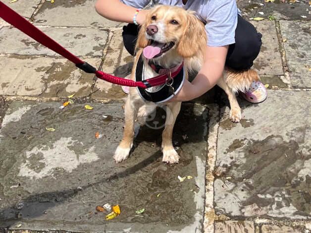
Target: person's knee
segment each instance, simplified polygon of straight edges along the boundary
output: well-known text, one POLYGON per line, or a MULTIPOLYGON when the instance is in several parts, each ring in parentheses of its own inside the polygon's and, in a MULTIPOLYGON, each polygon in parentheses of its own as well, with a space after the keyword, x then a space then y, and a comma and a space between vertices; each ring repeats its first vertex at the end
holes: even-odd
POLYGON ((256 34, 244 38, 241 46, 241 53, 244 57, 254 59, 257 57, 261 47, 261 34, 256 32, 256 34))

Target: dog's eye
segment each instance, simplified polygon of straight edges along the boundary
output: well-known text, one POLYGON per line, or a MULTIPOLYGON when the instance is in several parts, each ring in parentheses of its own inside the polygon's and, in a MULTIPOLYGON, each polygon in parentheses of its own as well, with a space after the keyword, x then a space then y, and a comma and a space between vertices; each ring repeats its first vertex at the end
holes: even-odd
POLYGON ((170 23, 175 25, 177 25, 177 24, 179 24, 178 22, 177 21, 176 21, 175 19, 173 19, 172 20, 171 20, 170 23))

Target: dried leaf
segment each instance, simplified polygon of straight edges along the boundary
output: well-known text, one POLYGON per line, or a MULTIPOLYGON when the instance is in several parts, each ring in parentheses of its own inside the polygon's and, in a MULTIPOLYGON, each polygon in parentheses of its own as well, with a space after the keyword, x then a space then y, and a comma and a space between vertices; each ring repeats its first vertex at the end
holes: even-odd
POLYGON ((180 182, 183 182, 184 180, 185 180, 185 179, 186 179, 186 176, 181 177, 179 175, 178 175, 177 176, 177 178, 178 178, 178 179, 179 180, 179 181, 180 182))
POLYGON ((106 219, 106 220, 110 220, 110 219, 114 219, 117 216, 118 216, 117 214, 112 211, 110 214, 108 214, 107 215, 106 215, 106 216, 105 217, 105 218, 106 219))
POLYGON ((103 134, 100 134, 99 132, 96 132, 95 133, 95 137, 98 139, 101 138, 103 137, 103 134))
POLYGON ((145 212, 145 208, 141 209, 140 210, 137 210, 135 211, 136 214, 142 214, 145 212))
POLYGON ((99 212, 103 212, 105 209, 104 208, 104 207, 103 206, 97 206, 96 207, 96 210, 97 210, 99 212))
POLYGON ((66 101, 65 103, 63 103, 62 106, 64 107, 67 106, 70 103, 69 101, 66 101))
POLYGON ((120 210, 120 206, 119 206, 119 205, 112 206, 112 211, 118 215, 121 214, 121 210, 120 210))
POLYGON ((84 106, 84 108, 85 109, 87 109, 88 110, 92 110, 92 109, 93 109, 93 107, 88 105, 86 105, 85 106, 84 106))
POLYGON ((255 21, 260 21, 263 20, 263 19, 264 19, 262 17, 255 17, 255 18, 253 18, 253 20, 255 21))

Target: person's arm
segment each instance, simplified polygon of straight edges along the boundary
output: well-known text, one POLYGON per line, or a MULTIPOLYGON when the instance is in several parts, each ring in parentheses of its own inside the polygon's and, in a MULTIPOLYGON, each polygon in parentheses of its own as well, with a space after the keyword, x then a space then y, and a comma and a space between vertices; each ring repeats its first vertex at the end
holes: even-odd
POLYGON ((215 86, 222 75, 229 46, 207 46, 206 58, 194 80, 185 80, 179 92, 170 102, 188 101, 202 96, 215 86))
MULTIPOLYGON (((126 23, 133 23, 133 17, 137 9, 119 0, 97 0, 95 9, 99 14, 108 19, 126 23)), ((144 23, 147 12, 148 10, 145 10, 139 11, 136 18, 138 24, 144 23)))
········
#### Stated exercise:
Reproduce word for word every line starting with the one that contains "Target: person's arm" and going on through the end of the entries.

#### Exercise solution:
Target: person's arm
segment each instance, simplified polygon of straight edges along the boundary
output: well-known text, one POLYGON per line, or a MULTIPOLYGON when the instance is in several parts, each ring in parentheses of its own inside the polygon's and, in a MULTIPOLYGON, each polygon in parentheses of its own as well, with a space after the keyword, x then a space then y, and a comma and a space between vertices; each ring repeats its first vertex at the end
holes: even-odd
POLYGON ((215 86, 222 75, 229 46, 207 46, 206 58, 194 80, 185 80, 179 92, 170 102, 188 101, 202 96, 215 86))
MULTIPOLYGON (((126 23, 133 23, 133 17, 137 9, 119 0, 97 0, 95 9, 99 14, 108 19, 126 23)), ((144 23, 147 12, 148 10, 145 10, 139 11, 136 18, 138 24, 144 23)))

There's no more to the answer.